◆ Directions: Copy the records below word for word, keeping every line the same.

+ + +

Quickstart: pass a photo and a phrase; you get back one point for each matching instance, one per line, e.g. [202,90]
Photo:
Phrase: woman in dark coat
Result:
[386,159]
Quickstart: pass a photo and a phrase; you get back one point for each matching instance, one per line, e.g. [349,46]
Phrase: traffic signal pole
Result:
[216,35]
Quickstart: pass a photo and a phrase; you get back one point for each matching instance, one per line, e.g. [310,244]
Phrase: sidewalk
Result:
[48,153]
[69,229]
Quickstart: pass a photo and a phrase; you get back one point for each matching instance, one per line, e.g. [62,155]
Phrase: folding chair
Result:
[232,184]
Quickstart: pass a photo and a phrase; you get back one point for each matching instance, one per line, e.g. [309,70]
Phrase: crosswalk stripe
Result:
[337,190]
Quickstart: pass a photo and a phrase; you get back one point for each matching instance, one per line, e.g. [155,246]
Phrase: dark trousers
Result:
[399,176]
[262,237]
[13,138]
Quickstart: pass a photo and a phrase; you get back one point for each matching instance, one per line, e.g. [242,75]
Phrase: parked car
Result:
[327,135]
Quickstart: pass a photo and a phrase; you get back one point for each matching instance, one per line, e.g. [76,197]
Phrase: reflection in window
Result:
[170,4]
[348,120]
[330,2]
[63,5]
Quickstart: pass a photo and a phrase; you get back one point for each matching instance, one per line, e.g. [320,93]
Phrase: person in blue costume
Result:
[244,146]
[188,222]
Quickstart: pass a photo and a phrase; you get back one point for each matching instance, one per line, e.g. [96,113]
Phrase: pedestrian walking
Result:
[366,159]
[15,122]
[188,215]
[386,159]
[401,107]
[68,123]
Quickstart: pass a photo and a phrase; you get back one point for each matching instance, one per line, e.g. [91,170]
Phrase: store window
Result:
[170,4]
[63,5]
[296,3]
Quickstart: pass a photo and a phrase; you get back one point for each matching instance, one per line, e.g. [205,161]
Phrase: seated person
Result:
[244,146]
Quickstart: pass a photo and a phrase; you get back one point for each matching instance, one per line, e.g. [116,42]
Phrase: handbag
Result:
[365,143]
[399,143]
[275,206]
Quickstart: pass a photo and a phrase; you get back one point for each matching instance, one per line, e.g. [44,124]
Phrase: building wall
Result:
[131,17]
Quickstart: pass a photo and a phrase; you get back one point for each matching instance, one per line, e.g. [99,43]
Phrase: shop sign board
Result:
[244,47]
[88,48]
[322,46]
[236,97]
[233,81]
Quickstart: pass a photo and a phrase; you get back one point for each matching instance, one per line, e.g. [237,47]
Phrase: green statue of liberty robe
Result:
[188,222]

+ + +

◆ Task solution:
Quickstart: pass a photo and a phrase; you get back one point for each matching instance, one per line, e.g. [202,90]
Photo:
Phrase: woman in dark coat
Result:
[386,159]
Quickstart: pass a photo and a phrase; you get back one point for each matching instance, one per line, e.g. [349,46]
Phrase: traffic signal pole
Result:
[216,35]
Quickstart: pass a photo and a phrase; you get back one point for each matching instance, one per line, e.g. [310,244]
Phrase: sidewalk
Result:
[48,153]
[69,229]
Quickstart: pass a photo and a phrase; you get back one point for each matching instance, one per line, e.g. [62,155]
Phrase: folding chair
Result:
[232,184]
Quickstart: pass a photo and a phrase; you get back one point for each matching instance, one per line, e.g. [309,70]
Phrase: crosswalk stripe
Result:
[337,190]
Quickstart: pass a photo and a phrase; you get back one point for each matching instance, one per line, e.g. [155,246]
Phrase: dark trousers
Result:
[399,176]
[262,237]
[13,138]
Quickstart: pass a photo and a phrase; you get back one point for each matching instance, one per line, e.g. [242,75]
Phrase: parked car
Result:
[327,135]
Quickstart: pass a photo and a phrase; you get back one point for each matching instance, one per line, e.g. [76,197]
Phrase: reflection in window
Result:
[170,4]
[348,120]
[330,2]
[63,5]
Quickstart: pass a photo and a phrase; you get back one point for each matching instance, one per line, e.g. [320,93]
Phrase: person in blue costume
Result:
[244,146]
[188,222]
Quickstart: pass a photo and a phrase; you get back one point for each matching instance, one per line, e.g. [96,113]
Phrase: pedestrian walking
Result:
[366,159]
[15,122]
[188,215]
[386,159]
[401,107]
[68,123]
Quickstart: pass a photo and a phrase; you get back one point for each matching instance, one per line, e.g. [91,170]
Phrase: store window
Result:
[170,4]
[63,5]
[296,3]
Quickstart: pass a photo and a phrase; you get back one point for each matching instance, one per line, e.g. [205,161]
Phrase: seated person
Result:
[244,146]
Quickstart: pass a photo and a phrase; you get back one point for each matching instance, one per line, e.g. [116,42]
Phrase: handbag
Result:
[365,143]
[399,143]
[275,206]
Quickstart: pass a photo and a phrase; you get back one point for each matching instance, one per line, e.g. [44,124]
Phrase: building wall
Result:
[131,17]
Quickstart: pass a photo and a phrase; you get back one point for each matching instance, one per line, e.g. [99,43]
Phrase: shop sign board
Result:
[244,47]
[88,48]
[322,46]
[236,97]
[233,81]
Quickstart: pass a photo and a phrase; you get back one point for each matching instance, one per line, e.g. [237,47]
Phrase: green statue of liberty robe
Result:
[188,222]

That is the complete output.